**About this exercise:** Return, word for word, only the lines of the data below that lie between the line with "Target: sky" and the line with "like [679, 70].", those two lines included.

(Excerpted data)

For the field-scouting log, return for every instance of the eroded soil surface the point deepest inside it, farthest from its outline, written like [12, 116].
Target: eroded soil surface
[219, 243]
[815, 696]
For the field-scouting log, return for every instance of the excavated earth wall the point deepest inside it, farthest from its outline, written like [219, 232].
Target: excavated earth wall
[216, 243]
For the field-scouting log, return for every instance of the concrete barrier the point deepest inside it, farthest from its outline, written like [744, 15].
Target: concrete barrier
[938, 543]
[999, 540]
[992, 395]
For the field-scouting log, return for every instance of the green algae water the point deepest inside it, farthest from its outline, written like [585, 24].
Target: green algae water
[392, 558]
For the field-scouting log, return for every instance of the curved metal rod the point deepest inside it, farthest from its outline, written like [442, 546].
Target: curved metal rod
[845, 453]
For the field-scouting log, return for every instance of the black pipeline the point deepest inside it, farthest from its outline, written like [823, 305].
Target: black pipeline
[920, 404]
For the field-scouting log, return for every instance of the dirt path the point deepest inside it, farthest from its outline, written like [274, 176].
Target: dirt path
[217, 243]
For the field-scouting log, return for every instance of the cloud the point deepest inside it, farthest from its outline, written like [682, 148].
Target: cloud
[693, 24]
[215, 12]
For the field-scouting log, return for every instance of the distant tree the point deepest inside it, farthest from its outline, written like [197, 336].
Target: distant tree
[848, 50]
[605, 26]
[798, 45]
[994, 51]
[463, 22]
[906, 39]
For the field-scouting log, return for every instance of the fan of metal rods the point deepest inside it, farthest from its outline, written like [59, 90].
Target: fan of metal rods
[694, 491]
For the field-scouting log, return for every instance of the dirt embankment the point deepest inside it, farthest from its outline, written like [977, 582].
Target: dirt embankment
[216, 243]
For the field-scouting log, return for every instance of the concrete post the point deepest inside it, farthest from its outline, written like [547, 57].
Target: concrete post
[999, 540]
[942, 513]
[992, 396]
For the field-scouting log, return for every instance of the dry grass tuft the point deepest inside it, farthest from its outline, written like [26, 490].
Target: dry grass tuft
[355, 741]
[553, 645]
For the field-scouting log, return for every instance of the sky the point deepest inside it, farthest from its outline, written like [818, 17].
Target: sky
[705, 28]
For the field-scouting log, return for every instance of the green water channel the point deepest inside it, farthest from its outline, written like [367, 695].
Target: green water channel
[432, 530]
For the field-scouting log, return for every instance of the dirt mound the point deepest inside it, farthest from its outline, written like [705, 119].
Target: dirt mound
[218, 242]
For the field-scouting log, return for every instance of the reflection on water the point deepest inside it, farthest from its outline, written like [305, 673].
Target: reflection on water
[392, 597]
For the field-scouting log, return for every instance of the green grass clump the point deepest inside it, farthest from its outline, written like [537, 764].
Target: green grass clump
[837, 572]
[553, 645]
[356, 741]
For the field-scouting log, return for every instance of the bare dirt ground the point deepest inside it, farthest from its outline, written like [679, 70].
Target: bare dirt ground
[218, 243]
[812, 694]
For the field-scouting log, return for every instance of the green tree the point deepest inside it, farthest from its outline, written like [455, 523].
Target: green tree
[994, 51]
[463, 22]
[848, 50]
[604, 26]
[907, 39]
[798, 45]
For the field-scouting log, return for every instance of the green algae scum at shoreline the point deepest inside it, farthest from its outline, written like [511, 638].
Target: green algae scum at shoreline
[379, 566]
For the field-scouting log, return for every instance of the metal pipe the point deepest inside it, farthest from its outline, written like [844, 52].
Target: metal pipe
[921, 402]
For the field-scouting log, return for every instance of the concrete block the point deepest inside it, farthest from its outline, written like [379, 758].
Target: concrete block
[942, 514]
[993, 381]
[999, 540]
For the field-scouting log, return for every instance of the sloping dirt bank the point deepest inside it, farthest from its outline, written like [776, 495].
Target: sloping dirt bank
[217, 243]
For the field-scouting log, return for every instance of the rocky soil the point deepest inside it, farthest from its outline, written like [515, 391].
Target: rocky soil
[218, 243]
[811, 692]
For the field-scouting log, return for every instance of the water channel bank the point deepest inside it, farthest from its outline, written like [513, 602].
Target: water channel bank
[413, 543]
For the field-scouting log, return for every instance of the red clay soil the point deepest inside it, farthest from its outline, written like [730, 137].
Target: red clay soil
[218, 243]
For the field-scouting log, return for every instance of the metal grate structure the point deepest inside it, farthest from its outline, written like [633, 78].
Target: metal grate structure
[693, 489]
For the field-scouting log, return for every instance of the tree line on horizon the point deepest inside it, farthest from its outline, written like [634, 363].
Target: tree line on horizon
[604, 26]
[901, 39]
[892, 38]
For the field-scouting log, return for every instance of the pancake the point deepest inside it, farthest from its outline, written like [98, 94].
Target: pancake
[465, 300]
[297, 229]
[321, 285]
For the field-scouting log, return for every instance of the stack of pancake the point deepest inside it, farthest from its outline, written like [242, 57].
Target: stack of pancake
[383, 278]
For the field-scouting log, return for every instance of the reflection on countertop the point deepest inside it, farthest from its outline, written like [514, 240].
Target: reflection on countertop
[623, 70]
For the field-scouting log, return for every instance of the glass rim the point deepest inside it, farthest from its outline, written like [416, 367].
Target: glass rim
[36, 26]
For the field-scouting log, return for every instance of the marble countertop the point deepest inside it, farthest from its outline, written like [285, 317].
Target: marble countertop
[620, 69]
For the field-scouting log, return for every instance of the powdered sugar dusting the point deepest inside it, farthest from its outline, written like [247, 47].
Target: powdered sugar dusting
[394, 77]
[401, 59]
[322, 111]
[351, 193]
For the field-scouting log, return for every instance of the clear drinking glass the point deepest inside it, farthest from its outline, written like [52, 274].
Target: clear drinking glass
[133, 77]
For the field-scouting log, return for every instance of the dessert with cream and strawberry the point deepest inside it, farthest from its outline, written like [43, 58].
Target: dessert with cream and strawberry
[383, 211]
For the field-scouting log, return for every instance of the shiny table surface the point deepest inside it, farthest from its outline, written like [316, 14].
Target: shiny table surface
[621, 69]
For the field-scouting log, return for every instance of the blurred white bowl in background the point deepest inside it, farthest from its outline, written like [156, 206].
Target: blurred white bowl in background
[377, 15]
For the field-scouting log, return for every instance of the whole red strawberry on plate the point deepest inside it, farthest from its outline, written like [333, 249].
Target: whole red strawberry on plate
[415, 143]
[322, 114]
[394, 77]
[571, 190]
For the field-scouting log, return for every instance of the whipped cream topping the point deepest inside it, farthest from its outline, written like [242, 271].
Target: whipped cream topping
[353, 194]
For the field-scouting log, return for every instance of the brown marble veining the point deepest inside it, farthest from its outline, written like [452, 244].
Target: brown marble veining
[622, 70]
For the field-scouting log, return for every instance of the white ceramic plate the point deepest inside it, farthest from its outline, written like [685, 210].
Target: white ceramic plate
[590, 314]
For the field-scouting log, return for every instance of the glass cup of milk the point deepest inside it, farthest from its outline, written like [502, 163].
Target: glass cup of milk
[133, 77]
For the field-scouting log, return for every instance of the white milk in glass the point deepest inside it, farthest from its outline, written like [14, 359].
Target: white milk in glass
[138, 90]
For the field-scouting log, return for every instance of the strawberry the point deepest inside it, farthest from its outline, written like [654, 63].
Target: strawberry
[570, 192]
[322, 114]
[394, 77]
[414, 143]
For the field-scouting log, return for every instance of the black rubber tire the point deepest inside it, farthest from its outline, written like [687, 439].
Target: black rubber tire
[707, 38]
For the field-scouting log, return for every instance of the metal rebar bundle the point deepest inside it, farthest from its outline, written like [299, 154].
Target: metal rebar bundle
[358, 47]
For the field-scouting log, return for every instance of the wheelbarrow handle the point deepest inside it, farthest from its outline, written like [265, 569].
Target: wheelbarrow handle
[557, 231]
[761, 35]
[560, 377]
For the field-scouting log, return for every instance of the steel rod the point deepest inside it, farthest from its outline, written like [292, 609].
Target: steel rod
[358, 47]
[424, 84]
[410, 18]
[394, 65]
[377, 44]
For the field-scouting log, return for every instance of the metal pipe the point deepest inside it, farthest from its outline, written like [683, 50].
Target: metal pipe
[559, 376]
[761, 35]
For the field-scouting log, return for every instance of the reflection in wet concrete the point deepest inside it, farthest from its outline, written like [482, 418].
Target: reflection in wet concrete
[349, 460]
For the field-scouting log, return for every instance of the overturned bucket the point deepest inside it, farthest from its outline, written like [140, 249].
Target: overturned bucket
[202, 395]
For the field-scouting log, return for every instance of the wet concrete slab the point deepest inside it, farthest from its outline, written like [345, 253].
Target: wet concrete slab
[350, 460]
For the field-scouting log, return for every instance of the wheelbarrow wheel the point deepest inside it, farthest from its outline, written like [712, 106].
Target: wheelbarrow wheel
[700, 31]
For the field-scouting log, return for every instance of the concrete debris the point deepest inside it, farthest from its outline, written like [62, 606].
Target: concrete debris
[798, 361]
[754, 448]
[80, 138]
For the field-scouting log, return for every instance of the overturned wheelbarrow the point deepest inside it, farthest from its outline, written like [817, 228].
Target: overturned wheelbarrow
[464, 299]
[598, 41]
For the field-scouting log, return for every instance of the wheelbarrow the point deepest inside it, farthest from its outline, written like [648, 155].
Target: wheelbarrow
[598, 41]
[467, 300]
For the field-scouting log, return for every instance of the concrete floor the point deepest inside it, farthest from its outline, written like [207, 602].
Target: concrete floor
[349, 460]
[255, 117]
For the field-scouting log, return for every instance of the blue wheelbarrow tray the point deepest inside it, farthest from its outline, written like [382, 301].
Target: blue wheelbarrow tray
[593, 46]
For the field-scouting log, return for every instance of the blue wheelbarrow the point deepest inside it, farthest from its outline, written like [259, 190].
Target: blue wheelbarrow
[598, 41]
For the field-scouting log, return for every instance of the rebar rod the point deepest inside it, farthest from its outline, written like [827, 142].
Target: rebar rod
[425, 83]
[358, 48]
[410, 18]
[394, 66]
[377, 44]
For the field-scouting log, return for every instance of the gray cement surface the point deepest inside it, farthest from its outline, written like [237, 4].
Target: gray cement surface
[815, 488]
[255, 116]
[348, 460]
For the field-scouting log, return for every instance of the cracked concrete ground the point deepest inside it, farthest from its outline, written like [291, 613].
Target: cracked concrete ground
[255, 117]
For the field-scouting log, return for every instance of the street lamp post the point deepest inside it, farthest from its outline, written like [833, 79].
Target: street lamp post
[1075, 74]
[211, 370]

(End Excerpted data)

**Exercise result:**
Target: sky
[705, 28]
For the field-scouting log, return for every instance of the green water channel the point deepest inside it, farthest from its outline, written like [367, 695].
Target: green water channel
[432, 530]
For the field-scouting log, return for every instance of the dirt mound the point deepest inside it, farthest from its outline, written like [705, 119].
Target: dirt mound
[218, 242]
For the field-scouting log, return for every instance of the reflection on water the point deepest inside it, farthest from its outline, written like [305, 673].
Target: reflection on water
[392, 597]
For the field-scouting log, return for every instance of the green grass clump the point deepest inside it, farthest from its outline, written like [537, 764].
Target: green grass clump
[837, 572]
[553, 645]
[356, 741]
For the field-scouting log, return for every instance of the bare dirt ground the point deepest inside it, farthest from its outline, written like [679, 70].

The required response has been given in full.